**REQUIRED WORK:**
Count the lines in the records below that contain the string "flower", treating uppercase and lowercase as different. Give only the number.

**RAW RECORDS:**
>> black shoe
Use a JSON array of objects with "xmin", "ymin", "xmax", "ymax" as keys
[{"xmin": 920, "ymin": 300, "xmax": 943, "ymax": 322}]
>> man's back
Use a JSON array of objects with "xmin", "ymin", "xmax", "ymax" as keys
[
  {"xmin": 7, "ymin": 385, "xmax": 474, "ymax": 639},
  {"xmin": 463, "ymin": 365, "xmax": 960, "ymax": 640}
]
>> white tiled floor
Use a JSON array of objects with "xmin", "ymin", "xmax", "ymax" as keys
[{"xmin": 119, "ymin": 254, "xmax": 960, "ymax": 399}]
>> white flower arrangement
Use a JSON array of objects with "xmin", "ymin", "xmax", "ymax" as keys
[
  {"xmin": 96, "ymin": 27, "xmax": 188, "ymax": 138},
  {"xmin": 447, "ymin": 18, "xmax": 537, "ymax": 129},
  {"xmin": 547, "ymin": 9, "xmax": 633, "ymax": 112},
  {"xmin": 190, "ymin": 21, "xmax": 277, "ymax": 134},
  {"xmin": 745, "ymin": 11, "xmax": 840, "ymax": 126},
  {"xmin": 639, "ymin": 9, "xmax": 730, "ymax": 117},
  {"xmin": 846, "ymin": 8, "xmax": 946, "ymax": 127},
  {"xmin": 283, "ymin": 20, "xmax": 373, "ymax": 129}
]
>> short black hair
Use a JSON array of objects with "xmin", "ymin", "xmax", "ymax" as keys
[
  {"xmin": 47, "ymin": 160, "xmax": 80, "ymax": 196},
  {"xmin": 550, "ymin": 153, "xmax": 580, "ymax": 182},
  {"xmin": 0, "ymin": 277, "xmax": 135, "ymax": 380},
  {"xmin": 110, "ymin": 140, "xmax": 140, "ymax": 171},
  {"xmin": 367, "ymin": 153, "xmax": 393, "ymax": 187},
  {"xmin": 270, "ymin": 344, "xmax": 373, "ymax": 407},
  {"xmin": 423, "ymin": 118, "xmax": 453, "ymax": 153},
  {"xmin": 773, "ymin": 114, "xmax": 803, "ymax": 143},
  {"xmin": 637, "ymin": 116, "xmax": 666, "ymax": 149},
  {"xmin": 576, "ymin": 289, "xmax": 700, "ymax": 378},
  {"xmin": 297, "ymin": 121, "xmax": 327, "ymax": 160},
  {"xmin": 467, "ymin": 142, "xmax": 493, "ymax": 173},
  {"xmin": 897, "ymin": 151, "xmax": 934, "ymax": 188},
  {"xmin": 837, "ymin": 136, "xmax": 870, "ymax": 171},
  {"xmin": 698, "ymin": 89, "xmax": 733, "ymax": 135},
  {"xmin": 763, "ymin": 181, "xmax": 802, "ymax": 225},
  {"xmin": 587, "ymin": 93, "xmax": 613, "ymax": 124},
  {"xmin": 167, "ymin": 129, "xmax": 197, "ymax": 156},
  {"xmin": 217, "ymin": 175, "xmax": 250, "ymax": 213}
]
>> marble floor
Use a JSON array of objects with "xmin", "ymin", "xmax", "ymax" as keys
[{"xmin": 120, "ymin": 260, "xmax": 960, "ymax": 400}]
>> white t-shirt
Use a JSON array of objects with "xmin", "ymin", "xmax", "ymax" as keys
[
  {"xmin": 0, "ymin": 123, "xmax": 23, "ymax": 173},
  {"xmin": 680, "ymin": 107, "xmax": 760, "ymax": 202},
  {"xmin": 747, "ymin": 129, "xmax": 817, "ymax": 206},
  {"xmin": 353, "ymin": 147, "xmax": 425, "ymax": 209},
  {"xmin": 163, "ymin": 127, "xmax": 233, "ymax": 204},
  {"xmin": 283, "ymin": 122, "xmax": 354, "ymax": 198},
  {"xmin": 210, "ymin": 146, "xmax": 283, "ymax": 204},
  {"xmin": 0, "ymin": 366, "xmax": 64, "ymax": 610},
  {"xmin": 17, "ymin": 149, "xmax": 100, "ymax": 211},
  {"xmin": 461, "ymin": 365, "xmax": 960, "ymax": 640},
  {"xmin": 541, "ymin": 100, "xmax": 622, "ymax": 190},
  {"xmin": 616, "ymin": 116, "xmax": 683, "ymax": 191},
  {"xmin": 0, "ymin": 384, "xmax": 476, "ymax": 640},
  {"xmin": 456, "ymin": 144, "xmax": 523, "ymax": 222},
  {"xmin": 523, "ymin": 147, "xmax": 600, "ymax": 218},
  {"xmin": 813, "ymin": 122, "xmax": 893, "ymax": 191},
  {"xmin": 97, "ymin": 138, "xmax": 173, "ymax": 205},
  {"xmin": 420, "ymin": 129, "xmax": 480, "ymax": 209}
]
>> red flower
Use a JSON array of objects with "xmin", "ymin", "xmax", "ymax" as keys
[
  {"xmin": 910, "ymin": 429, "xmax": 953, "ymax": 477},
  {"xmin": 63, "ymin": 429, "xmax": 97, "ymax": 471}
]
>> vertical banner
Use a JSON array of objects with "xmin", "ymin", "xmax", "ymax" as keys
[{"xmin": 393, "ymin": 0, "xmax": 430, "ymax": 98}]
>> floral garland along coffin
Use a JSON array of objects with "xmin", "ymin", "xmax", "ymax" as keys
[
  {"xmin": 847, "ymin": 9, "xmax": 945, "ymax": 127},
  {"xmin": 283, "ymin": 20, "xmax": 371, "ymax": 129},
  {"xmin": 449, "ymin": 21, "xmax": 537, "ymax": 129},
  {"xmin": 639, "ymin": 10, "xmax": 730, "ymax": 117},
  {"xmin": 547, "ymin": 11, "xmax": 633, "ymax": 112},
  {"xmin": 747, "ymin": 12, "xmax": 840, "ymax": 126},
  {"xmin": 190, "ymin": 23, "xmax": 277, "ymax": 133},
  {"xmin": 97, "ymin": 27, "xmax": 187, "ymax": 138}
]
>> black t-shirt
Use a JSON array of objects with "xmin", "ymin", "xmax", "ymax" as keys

**RESPONSE TO THIS EXERCISE:**
2